- [PROBLEM DETAILS]: Please restate every record below word for word and skip the pictures.

+++ RECORDS TO PROCESS +++

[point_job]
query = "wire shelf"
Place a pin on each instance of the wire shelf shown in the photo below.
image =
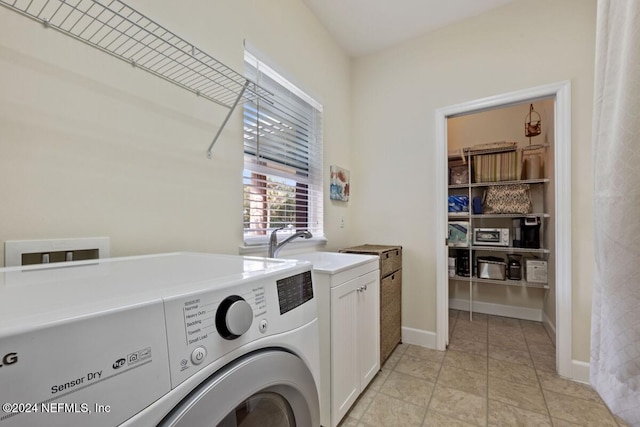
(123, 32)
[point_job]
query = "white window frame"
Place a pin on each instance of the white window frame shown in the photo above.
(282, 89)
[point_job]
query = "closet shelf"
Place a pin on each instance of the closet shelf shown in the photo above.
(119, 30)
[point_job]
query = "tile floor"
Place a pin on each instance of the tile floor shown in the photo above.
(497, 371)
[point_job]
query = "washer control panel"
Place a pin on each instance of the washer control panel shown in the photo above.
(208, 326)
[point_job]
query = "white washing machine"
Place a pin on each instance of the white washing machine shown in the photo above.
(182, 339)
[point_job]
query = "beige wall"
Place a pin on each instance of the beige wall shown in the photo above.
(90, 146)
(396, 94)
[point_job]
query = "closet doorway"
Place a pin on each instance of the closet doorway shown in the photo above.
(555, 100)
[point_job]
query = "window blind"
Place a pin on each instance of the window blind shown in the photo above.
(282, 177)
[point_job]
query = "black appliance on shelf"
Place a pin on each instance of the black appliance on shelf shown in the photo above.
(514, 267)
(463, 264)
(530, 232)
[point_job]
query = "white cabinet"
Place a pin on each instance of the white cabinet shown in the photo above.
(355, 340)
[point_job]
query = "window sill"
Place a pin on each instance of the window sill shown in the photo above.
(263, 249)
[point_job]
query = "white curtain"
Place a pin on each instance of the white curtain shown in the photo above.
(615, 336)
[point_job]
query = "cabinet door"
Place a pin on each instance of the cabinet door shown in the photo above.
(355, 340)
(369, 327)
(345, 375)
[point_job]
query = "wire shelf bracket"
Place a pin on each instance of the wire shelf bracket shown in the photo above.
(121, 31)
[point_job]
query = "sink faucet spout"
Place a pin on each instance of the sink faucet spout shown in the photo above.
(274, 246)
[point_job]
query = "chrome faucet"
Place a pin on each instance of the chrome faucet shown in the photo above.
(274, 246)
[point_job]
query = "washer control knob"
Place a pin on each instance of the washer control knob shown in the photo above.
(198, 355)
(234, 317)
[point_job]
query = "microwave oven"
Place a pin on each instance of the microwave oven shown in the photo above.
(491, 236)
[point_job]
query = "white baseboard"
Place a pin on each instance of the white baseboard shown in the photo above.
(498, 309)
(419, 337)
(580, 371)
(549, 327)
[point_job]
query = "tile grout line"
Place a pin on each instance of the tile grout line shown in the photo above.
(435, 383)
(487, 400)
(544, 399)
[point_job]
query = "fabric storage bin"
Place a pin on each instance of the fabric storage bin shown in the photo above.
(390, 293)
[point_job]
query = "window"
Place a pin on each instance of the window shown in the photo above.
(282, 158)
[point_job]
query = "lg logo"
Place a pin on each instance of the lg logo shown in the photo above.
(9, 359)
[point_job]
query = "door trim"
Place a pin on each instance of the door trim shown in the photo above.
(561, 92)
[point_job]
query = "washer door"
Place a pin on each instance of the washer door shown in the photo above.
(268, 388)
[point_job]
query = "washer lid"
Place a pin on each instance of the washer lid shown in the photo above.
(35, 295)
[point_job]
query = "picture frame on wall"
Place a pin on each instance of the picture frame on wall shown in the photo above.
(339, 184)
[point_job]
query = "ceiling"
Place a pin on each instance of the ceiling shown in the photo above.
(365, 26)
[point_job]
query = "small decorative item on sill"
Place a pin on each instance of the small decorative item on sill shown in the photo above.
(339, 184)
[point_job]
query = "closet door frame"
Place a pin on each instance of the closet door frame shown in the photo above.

+++

- [ANSWER SECTION]:
[point_job]
query = "wire shelf"
Place a pin on each instance of the wire shelf shown in the photo below.
image =
(123, 32)
[point_job]
query = "white window frame"
Place a pin on each instance of the white window frame shown in the photo above.
(282, 89)
[point_job]
query = "closet shelf"
Place a pin on each instance of the closet shelf shown in the photo above.
(119, 30)
[point_job]
query = "tile floor"
Place a pin on each instance of the tile floor shown in the photo above.
(497, 371)
[point_job]
query = "washer control panel"
Place a pin on each instance of the washer control panel shown in the photo above.
(208, 326)
[point_job]
query = "white washing machine"
Place a pin on each instance of the white washing machine shown in the photo above.
(182, 339)
[point_job]
query = "beige wall"
Place a pin on each instance of the beige wall shown in the photo above.
(90, 146)
(396, 94)
[point_job]
query = "closet doorway"
Place a pin on each instance of the closet doorway shown in the photo above.
(555, 100)
[point_job]
query = "window blind"
Place a pin on each instance of the window blind shown in the photo above.
(282, 177)
[point_job]
query = "black appliance on shelf"
Place a pin on each instance of the black appliance on shelf shown in the photo above.
(514, 267)
(463, 264)
(530, 232)
[point_job]
query = "white cabinet"
Place a pin on each instance of the white cabinet shown in the photo above.
(355, 340)
[point_job]
query = "window sill"
Place a pin on each instance of the window sill shown in the photo above.
(263, 249)
[point_job]
query = "white curtain"
Place a pin on each instance of the white curtain shown in the photo above.
(615, 336)
[point_job]
query = "cabinet door"
Place a pin on each instance of the cabinet door shown in the photo above.
(355, 340)
(369, 327)
(345, 375)
[point_job]
query = "wire shelf bracket"
Place a pin on each instance of the wire shelf bracket shown in the photo above.
(121, 31)
[point_job]
query = "sink faucet spout"
Place a pin on each instance of the sink faucet spout shown in the photo above.
(274, 246)
[point_job]
query = "chrome faucet"
Place a pin on each instance of the chrome faucet shown in the photo above.
(274, 246)
[point_job]
query = "washer control knob"
Place a pin on each instance of the washer control knob shown in the photo above.
(198, 355)
(234, 317)
[point_job]
query = "microwave oven"
Place a pin on each instance of the microwave oven shown in the photo above.
(491, 236)
[point_job]
query = "white baseboard"
Place a pin on each instance of the white baseboard shown in the photo above.
(498, 309)
(419, 337)
(580, 371)
(549, 327)
[point_job]
query = "tile grout line"
Place a pin on each instance of the tile grout line shown in the photo above.
(435, 383)
(487, 400)
(544, 399)
[point_job]
query = "fabric storage bin"
Place a pin on each instance of the fabric storage bin shown in the photo above.
(390, 293)
[point_job]
query = "window"
Place a pin on each instance of the window shown in the photo above.
(282, 158)
[point_job]
query = "lg logo"
Place a pin on each instance of the lg logo shown in the photo above.
(9, 359)
[point_job]
query = "door trim"
Place a pin on each instance of the door trim shown in the photo above.
(561, 92)
[point_job]
query = "washer door"
Place a pin on each instance of the washer door shown in the photo above.
(268, 388)
[point_job]
query = "washer lid"
Place a pin on each instance of the washer lid shown in the photo above.
(35, 295)
[point_job]
query = "picture frame on wall"
Place a pin on each instance of the picture frame on wall shown in the photo above.
(339, 184)
[point_job]
query = "ceiling"
Place a pin on each instance of the ceiling shown in the photo above.
(365, 26)
[point_job]
query = "small decorative item on sill"
Place a pin on each instance of the small decorative item on sill shown in the photo above.
(339, 184)
[point_job]
query = "closet door frame"
Place a pin on each instance of the closet door frame shown in the photo above.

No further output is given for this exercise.